Mafia, arrestato Giovanni Falsone:
il boss era latitante da undici anni


In questa caso vediamo una parola chiave (keyword) incorporata nel titolo con il fine di tematizzarlo (sappiamo subito che si parla di mafia), a seguire con un participio passato e un imperfetto vengono raccontati i due risvolti della notizia (la performanza e le fasi che la precedono).

Vediamo un altro esempio:

Negli States arriva il salmone Ogm
Il super-pesce sta per sbarcare sulle tavole americane. Un anno e non tre per raggiungere il peso forma


Anche in questo caso la notizia è presentata con chiarezza, sono evidenti già nella prima riga almeno che cosa accade, dove e quando. Una forma verbale (“arriva”) regge gli altri elementi costitutivi della notizia mentre nel sommario si esplicita un aspetto collaterale (vale a dire il fatto che il salmone ogm diventa commestibile assai prima di quello ordinario).

Per comporre un titolo paradigmatico, finalizzato a un effetto maggiormente emotivo, investiremo invece su un’immagine forte che emerge dalla storia, componendo un titolo nominale (vale a dire senza verbi):

Albania beach
Acque limpide e bunker sulla spiaggia. Ma non è un Paese per schizzinosi


È un titolo che evoca un luogo e in qualche modo la dimensione della vacanza (attraverso un gioco di parole che richiama la famosa località balneare americana Miami beach) ma non ci spiega con chiarezza il senso della storia, per comprenderlo dobbiamo ricorrere agli altri elementi della titolazione, vale a dire il sommario.

Ancora un esempio di questo genere:

Biaggi, giorno da re
Il pilota romano si aggiudica sia Gara-1 che Gara-2 del Gp di San Marino, ottava tappa del campionato. Ora allunga nella classifica iridata. "Sono felice, non me l'aspettavo"


Basta l’immagine evocata dal titolo per capire che Max Biaggi ha ottenuto un importante successo sportivo. Certo, non sappiamo che cosa è effettivamente accaduto ma in questo caso è più importante investire sugli aspetti emotivi e celebrativi della notizia proiettando nell’immaginario dei lettori l’idea che il pilota romano abbia trionfato durante la gara.

----

> **DETTAGLI DEL COMPITO**
Aggiorna il testo sui titoli di giornale: riscrivi tutto da "Biaggi, giorno da" fino a "durante la gara.", mettendo "pilota italiano" al posto di "pilota romano".

----

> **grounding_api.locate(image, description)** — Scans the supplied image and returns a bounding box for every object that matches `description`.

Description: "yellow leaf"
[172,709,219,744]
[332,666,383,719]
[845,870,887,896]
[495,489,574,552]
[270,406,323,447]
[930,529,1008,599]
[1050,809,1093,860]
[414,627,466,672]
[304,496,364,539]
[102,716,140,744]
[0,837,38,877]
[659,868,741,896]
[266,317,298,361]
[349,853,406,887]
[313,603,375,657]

----

> **RISULTATO**
Biaggi, giorno da re
Il pilota italiano si aggiudica sia Gara-1 che Gara-2 del Gp di San Marino, ottava tappa del campionato. Ora allunga nella classifica iridata. "Sono felice, non me l'aspettavo"


Basta l’immagine evocata dal titolo per capire che Max Biaggi ha ottenuto un importante successo sportivo. Certo, non sappiamo che cosa è effettivamente accaduto ma in questo caso è più importante investire sugli aspetti emotivi e celebrativi della notizia proiettando nell’immaginario dei lettori l’idea che il pilota italiano abbia trionfato durante la gara.